──────── 提取文本
法治是公正之治。法治的價值核心是公平正義。沒有法治,社會就無法走向公平正義。沒有正義的社會,將是怨氣四溢的社會。法治化主要是讓法治精神滲透到我們的管理中去,“讓社會變得更加公平正義”。法治化是讓“公平正義”的價值核心外化為管理制度和管理方法。
法治是規則之治。一個國家沒有預設、明確、穩定的規則,人們對自己的行為后果就沒有預期性,從而導致無序,同時使人們無安全感。無規矩不成方圓。凡事要立法先行,立法先導,法不溯及既往。要從會議先導、領導人講話先導、行政文件先導向立法先導轉變。要學會先鋪鐵軌后開火車,而不是相反。沒有規則比沒有理想的規則更可怕。哪怕有一項不成熟的規則也比沒有規則要好。
法治是程序之治。任何主體的行為都是通過一定的程序完成的。世界上不存在程序以外的實體,同樣也不存在無實體內容的程序。只講實體不講程序是不符合法治精神的。要堅持程序法定,堅持程序的正當性。讓正當程序與法定程序高度統一。正當程序的基本要求是:重大決定要經過聽證;不利決定要事先告知,聽取當事人意見;不得偏私,不得自己做自己的法官;裁決糾紛不能終裁不終,等等。沒有正當程序的國家不可能是法治國家。
在法治狀態下,一個國家已建成了完備的法制,明確、穩定的規則已普遍預設,人們可以預期自己的行為后果。法治讓人不想犯錯時無法犯錯,因為法治為你設置了嚴密的軌道,你沿著規定的通道無法上錯航班。
在法治狀態下,這個國家真正能做到了“法比天大”,憲法和法律成為所有人唯一而最高的“上司”。這個時候,講法治就是講政治,堅持法治就是堅持黨性,法治真正成了人們的信仰。
在法治狀態下,權力被關進制度的籠子,受到有效監督。法律面前人人平等。任何人不用擔心因反對領導而成為“現行反革命”,一個檢察官執意依法追訴領導人而不會被調離崗位或者免職。
────────────────
任务要求
把关于法治的文本中从“法治是規則之治。一個國家沒有”到“性,法治真正成了人們的信仰。”之间的文字原样抄写出来，起止两处的词语都要包括在内。 这些材料与上面关于法治的文本没有关系。
──────── 材料摘录
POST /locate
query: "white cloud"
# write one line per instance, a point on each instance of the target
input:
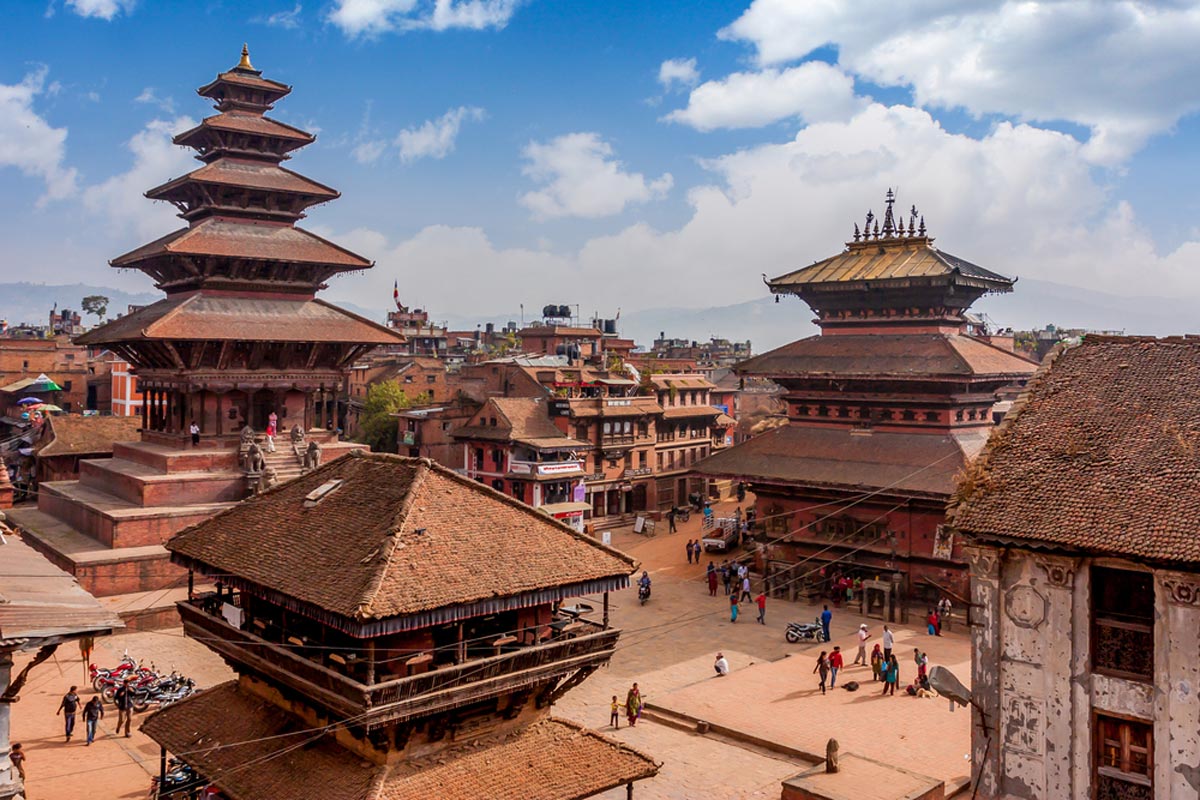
────────────────
书面作答
法治是規則之治。一個國家沒有預設、明確、穩定的規則,人們對自己的行為后果就沒有預期性,從而導致無序,同時使人們無安全感。無規矩不成方圓。凡事要立法先行,立法先導,法不溯及既往。要從會議先導、領導人講話先導、行政文件先導向立法先導轉變。要學會先鋪鐵軌后開火車,而不是相反。沒有規則比沒有理想的規則更可怕。哪怕有一項不成熟的規則也比沒有規則要好。
法治是程序之治。任何主體的行為都是通過一定的程序完成的。世界上不存在程序以外的實體,同樣也不存在無實體內容的程序。只講實體不講程序是不符合法治精神的。要堅持程序法定,堅持程序的正當性。讓正當程序與法定程序高度統一。正當程序的基本要求是:重大決定要經過聽證;不利決定要事先告知,聽取當事人意見;不得偏私,不得自己做自己的法官;裁決糾紛不能終裁不終,等等。沒有正當程序的國家不可能是法治國家。
在法治狀態下,一個國家已建成了完備的法制,明確、穩定的規則已普遍預設,人們可以預期自己的行為后果。法治讓人不想犯錯時無法犯錯,因為法治為你設置了嚴密的軌道,你沿著規定的通道無法上錯航班。
在法治狀態下,這個國家真正能做到了“法比天大”,憲法和法律成為所有人唯一而最高的“上司”。這個時候,講法治就是講政治,堅持法治就是堅持黨性,法治真正成了人們的信仰。